**To do**
Give as output the line that contains "Every instance gets one point. Tag the fire department", followed by every remaining line of the entries, unchanged and with nothing added.

__________________________________________________

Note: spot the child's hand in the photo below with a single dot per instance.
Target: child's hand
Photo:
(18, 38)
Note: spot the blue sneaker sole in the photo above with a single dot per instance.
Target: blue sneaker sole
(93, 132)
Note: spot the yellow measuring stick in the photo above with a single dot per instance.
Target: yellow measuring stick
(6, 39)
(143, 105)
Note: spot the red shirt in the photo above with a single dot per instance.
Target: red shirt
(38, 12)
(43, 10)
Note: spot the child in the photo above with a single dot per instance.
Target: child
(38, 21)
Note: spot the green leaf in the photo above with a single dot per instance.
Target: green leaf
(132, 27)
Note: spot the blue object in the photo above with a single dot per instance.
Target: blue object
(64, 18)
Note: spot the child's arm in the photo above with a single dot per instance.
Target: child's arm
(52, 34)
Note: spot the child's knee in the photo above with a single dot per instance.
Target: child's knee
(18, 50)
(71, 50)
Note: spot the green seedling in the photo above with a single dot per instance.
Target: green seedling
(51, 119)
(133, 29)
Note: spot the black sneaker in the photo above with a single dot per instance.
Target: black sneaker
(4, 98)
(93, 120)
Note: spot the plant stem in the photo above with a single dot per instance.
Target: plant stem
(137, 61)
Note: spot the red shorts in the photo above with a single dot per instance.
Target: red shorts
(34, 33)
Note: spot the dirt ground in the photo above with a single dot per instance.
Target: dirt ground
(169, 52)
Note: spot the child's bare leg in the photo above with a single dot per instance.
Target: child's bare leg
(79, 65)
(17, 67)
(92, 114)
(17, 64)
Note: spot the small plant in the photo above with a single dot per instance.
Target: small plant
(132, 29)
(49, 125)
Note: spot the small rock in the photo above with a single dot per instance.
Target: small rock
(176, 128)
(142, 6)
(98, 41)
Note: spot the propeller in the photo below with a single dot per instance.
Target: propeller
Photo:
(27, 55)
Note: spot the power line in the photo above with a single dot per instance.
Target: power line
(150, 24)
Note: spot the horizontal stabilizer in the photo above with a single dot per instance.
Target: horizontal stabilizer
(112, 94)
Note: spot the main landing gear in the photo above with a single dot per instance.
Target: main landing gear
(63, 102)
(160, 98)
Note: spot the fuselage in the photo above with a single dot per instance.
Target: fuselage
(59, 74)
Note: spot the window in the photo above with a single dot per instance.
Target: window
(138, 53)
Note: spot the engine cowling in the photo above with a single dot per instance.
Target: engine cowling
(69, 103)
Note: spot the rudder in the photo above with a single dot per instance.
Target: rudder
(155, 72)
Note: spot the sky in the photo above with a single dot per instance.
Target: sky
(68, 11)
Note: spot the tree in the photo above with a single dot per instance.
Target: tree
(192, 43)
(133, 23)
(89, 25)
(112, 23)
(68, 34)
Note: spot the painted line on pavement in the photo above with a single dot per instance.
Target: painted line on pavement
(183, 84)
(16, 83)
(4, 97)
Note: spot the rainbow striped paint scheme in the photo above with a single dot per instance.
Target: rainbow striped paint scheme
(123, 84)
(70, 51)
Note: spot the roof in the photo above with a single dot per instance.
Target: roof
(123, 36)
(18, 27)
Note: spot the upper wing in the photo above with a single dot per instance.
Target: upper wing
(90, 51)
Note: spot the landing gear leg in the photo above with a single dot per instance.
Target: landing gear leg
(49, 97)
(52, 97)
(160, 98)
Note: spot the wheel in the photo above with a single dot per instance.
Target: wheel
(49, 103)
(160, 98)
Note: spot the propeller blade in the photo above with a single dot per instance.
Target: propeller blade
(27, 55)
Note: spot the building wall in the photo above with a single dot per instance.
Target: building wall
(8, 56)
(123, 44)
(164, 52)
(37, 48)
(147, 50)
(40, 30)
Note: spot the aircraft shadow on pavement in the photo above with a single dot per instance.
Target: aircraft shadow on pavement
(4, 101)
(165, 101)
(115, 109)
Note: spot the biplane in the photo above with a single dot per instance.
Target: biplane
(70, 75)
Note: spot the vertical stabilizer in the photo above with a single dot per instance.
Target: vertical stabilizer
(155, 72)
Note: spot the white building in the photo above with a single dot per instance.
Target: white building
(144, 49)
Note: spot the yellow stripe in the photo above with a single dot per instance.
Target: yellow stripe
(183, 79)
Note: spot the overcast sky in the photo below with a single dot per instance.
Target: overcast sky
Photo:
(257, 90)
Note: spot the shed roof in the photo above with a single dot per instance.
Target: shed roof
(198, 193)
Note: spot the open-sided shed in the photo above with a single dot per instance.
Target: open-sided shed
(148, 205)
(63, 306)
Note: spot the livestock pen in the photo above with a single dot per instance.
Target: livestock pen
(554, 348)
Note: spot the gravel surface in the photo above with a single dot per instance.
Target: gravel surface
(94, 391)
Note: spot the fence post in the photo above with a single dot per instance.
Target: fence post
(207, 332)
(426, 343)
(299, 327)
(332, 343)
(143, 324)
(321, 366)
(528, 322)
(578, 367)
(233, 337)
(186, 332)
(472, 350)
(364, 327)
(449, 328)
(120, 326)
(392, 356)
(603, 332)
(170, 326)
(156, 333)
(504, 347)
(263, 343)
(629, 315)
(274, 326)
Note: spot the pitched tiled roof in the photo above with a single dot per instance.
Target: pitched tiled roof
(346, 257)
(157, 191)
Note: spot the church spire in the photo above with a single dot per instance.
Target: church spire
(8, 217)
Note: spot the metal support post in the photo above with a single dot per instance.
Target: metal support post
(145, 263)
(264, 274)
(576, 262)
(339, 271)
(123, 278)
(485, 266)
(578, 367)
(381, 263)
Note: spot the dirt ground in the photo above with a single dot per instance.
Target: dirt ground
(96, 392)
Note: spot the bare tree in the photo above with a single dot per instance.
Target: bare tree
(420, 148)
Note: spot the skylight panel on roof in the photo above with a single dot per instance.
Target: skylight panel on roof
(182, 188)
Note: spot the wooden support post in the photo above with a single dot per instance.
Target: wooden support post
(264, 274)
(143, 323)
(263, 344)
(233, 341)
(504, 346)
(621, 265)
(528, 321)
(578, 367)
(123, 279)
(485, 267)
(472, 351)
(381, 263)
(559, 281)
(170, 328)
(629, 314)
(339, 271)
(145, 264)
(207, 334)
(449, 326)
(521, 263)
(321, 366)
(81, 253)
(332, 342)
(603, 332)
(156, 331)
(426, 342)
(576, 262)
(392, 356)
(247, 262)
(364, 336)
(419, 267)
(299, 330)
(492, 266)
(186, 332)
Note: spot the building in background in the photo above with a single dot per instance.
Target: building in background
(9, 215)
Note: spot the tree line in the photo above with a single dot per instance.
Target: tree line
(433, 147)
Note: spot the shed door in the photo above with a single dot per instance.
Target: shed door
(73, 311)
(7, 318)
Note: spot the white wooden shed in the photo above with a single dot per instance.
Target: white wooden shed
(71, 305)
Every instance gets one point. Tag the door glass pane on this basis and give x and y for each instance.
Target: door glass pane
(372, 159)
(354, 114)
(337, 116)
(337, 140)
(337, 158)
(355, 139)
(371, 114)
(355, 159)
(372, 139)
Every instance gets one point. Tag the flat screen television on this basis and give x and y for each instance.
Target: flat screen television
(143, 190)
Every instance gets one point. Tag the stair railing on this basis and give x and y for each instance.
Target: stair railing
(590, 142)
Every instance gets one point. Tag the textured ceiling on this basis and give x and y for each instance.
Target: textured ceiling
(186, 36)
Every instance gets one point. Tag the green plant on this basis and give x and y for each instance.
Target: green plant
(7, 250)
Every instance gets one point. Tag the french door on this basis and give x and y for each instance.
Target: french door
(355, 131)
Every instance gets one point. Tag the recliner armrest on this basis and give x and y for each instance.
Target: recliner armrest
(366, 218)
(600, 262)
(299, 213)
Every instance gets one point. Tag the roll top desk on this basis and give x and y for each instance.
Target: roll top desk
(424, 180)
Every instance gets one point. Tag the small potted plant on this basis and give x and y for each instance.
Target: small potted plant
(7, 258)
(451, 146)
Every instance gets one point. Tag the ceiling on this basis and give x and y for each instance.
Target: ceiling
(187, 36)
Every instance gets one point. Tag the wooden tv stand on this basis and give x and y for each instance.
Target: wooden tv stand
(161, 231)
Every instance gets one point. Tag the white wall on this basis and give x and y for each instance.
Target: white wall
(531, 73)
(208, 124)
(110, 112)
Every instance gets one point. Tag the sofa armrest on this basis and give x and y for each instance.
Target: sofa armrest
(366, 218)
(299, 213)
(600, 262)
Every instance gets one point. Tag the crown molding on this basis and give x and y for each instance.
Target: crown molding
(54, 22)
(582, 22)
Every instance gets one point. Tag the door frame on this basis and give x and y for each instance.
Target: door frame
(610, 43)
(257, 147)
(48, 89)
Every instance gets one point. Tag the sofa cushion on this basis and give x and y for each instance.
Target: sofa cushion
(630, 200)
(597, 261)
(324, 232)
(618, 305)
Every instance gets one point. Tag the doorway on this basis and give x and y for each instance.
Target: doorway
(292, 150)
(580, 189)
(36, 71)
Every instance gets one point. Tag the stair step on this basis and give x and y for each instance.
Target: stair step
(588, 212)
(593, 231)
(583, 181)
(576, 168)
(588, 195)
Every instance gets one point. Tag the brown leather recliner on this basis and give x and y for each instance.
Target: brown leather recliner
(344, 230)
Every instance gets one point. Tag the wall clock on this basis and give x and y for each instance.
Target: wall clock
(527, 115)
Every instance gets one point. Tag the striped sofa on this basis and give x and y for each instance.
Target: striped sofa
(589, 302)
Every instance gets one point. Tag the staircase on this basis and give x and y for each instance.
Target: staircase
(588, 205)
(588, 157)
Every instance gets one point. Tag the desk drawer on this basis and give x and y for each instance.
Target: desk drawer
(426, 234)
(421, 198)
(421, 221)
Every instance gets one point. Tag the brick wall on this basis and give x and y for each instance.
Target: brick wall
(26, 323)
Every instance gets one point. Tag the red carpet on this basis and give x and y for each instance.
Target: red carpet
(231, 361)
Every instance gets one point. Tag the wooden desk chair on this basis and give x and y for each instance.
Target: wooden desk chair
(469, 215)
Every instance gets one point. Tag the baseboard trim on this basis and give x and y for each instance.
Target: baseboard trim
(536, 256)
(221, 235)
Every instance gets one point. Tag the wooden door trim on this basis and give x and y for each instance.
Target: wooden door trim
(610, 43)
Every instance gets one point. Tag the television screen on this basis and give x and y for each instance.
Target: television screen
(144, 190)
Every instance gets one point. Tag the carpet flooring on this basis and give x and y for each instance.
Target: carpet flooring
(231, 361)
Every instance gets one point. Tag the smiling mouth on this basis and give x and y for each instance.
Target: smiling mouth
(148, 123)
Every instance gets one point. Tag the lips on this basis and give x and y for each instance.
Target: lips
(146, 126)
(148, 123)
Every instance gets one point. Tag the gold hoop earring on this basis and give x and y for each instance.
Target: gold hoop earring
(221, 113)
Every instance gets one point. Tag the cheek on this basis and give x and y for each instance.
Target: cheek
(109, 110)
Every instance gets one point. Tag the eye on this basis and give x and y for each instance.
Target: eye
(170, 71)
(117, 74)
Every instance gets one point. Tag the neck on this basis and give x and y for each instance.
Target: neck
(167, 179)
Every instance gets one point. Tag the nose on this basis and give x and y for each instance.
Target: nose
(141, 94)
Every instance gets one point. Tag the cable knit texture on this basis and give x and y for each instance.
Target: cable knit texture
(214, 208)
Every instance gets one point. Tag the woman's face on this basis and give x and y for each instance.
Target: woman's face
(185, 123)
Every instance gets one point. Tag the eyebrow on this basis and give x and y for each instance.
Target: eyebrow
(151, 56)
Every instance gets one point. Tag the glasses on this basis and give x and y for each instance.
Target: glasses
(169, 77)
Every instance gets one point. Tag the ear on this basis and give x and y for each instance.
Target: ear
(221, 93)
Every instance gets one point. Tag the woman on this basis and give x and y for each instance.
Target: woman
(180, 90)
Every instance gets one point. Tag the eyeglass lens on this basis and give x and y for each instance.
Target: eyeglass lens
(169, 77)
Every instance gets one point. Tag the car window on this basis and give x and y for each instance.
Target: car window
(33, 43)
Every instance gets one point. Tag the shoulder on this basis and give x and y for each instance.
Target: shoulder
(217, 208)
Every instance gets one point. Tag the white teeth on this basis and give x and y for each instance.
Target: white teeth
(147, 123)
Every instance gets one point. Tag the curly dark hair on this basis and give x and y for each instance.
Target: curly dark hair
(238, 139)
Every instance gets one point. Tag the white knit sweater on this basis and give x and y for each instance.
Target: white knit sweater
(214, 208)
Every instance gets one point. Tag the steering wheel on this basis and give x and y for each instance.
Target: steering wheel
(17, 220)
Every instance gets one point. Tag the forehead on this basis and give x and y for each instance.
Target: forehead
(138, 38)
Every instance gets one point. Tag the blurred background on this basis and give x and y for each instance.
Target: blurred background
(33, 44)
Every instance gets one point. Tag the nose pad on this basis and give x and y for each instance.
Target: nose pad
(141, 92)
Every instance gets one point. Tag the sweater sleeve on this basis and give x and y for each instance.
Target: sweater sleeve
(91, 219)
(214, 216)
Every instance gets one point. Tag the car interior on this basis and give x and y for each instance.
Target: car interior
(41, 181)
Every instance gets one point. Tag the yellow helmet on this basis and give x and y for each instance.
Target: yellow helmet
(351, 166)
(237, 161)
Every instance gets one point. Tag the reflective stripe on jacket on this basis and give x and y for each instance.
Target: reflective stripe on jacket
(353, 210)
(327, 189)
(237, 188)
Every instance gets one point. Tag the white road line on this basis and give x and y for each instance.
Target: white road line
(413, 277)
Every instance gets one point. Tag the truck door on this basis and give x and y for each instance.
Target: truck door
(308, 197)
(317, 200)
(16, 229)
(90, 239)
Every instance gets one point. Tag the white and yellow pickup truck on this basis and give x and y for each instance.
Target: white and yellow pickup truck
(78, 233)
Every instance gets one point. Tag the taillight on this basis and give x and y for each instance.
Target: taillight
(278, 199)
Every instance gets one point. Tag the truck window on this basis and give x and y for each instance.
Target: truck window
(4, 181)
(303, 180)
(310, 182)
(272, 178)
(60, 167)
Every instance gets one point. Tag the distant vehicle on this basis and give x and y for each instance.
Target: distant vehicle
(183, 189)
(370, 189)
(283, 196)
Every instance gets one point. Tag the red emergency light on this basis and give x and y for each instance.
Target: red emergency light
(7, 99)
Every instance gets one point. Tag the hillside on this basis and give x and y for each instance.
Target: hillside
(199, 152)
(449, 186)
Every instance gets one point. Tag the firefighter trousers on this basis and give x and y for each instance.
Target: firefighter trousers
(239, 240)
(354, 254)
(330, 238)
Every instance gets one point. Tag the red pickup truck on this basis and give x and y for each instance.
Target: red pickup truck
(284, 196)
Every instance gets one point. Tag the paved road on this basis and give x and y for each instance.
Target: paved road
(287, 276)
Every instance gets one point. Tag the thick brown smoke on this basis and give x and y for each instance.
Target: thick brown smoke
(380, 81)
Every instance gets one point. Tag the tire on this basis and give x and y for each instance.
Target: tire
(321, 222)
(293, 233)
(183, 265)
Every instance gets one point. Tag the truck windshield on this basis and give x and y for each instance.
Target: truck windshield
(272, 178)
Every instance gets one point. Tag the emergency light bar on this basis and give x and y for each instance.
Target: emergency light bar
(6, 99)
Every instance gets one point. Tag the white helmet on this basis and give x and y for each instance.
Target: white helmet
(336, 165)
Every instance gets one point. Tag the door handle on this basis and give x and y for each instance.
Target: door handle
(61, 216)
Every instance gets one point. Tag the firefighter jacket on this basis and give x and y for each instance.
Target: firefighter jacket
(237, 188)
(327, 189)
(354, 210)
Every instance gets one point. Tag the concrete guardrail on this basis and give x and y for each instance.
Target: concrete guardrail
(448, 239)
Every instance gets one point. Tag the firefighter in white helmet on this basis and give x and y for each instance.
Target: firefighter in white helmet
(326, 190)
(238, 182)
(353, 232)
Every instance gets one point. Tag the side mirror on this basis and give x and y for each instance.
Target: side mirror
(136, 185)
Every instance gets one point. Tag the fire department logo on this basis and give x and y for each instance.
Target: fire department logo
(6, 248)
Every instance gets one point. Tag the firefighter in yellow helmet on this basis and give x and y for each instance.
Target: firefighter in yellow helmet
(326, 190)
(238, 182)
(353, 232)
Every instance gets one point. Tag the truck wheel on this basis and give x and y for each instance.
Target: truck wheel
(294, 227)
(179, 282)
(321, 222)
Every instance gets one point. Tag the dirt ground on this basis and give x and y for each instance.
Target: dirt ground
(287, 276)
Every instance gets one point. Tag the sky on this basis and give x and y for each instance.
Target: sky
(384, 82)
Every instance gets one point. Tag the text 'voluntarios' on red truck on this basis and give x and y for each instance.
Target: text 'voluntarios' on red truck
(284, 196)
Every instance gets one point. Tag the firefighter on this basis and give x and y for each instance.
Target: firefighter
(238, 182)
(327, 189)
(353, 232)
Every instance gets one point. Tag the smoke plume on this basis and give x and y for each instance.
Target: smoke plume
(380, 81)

__________________________________________________

**The completed task**
Every instance gets one point. Tag the fire department logo on this basis and give x and y for each instance.
Target: fire department logo
(6, 248)
Every instance gets one point. Tag the firefighter in yellow helmet on this basis and give x and y for each instance.
Target: firefighter in yellow helmet
(326, 190)
(238, 182)
(353, 232)
Every instance gets one point. Tag the truck wheel on this basis and give x and y for each instance.
Target: truck wheel
(294, 227)
(179, 282)
(321, 222)
Every instance gets one point. Tag the dirt ground on this basis and give x and y for each instance.
Target: dirt ground
(287, 276)
Every instance gets one point. Tag the sky on this basis and give x and y for each instance.
Target: sky
(384, 82)
Every instance gets one point. Tag the text 'voluntarios' on red truck on this basis and give x and y for each instance.
Target: text 'voluntarios' on red truck
(284, 196)
Every instance gets one point. Tag the firefighter on this basis and give x and y for each instance.
Target: firefighter
(238, 182)
(327, 189)
(353, 232)
Every instance gets one point. Tag the smoke plume on this basis and give x and y for each instance.
Target: smoke plume
(380, 81)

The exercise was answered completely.